**Excerpt provided:**
<<<<
Published May 19, 2014 This content is archived.
Building on a successful pilot study, Thomas J. Guttuso Jr., MD, associate professor of neurology and obstetrics and gynecology, will test the effectiveness of the anticonvulsant drug gabapentin in treating hyperemesis gravidarum, a rare but disabling condition of early pregnancy.
His study could lead to the first clinically meaningful therapy for the disease, which causes severe nausea, vomiting and anorexia, and leads to dehydration, weight loss, hospitalization and significantly reduced work time.
“Symptoms can be so devastating that about 15 percent of patients choose to end their pregnancies, primarily because they see no hope for relief or they feel they are unable to care for themselves or their families,” says Guttuso.
His four-year clinical trial will be funded with a $1.3 million grant from the Eunice Kennedy Shriver National Institute of Child Health and Human Development.
Through Guttuso’s randomized, double-blind trial, half of the expected 80 participants will be treated with gabapentin and the other half with ondansetron, for two weeks.
Gabapentin is used to help control certain types of seizures as well as post-shingles nerve pain and restless legs syndrome.
Ondansetron, a serotonin 5-HT3 receptor antagonist, is used to prevent nausea and vomiting caused by cancer chemotherapy, radiation therapy and surgery.
>>>>
**Input data:**
<<<<
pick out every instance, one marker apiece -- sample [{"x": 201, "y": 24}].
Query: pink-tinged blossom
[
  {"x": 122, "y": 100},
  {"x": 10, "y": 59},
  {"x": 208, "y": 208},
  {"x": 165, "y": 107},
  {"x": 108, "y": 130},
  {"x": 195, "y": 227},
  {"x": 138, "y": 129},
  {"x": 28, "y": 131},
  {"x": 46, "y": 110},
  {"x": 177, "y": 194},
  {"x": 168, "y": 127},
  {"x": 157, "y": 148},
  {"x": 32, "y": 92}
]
>>>>
**Problems and tasks:**
**a)** In the article on the gabapentin study, which institute is funding the four-year clinical trial?
**b)** Does each statement agree with the article on the gabapentin study? Answer yes or no for each, quoting the deciding words. (i) Half of the trial's participants will receive ondansetron. (ii) Gabapentin is used to prevent nausea caused by cancer chemotherapy. (iii) About 15 percent of patients with hyperemesis gravidarum choose to end their pregnancies.
**c)** Extend the article on the gabapentin trial for hyperemesis gravidarum, starting after its final sentence.

**Per-task answers:**
**a)** The Eunice Kennedy Shriver National Institute of Child Health and Human Development, through a $1.3 million grant.

**b)**
(i) Yes: "half of the expected 80 participants will be treated with gabapentin and the other half with ondansetron"
(ii) No: "Ondansetron, a serotonin 5-HT3 receptor antagonist, is used to prevent nausea and vomiting caused by cancer chemotherapy"
(iii) Yes: "about 15 percent of patients choose to end their pregnancies"

**c)**
All participants will have moderate-to-severe refractory nausea and vomiting within the first 16 weeks of pregnancy. As a result, they will have lost more than 5 percent of their body weight.
The trial will take place at the University at Buffalo and the University of Rochester.
To evaluate efficacy and tolerability, the researchers will look primarily at daily Motherisk-PUQE (pregnancy-unique quantification of emesis and nausea) scores. Other measures of effectiveness will include maternal and fetal outcomes as well as patients’:
Guttuso led a pilot study involving seven hyperemesis gravidarum patients, published in Early Human Development in January 2010. After two weeks of gabapentin therapy, patients’ nausea decreased by an average of 80 percent and vomiting decreased by 94 percent.
The research team also included Luther K. Robinson, MD, professor of pediatrics.
Guttuso’s prior research also has linked gabapentin with marked reductions in refractory nausea and vomiting in other patient populations.
The importance of Guttuso’s research to women facing hyperemesis gravidarum is reflected in a Facebook group that provides information about the use of gabapentin during pregnancy.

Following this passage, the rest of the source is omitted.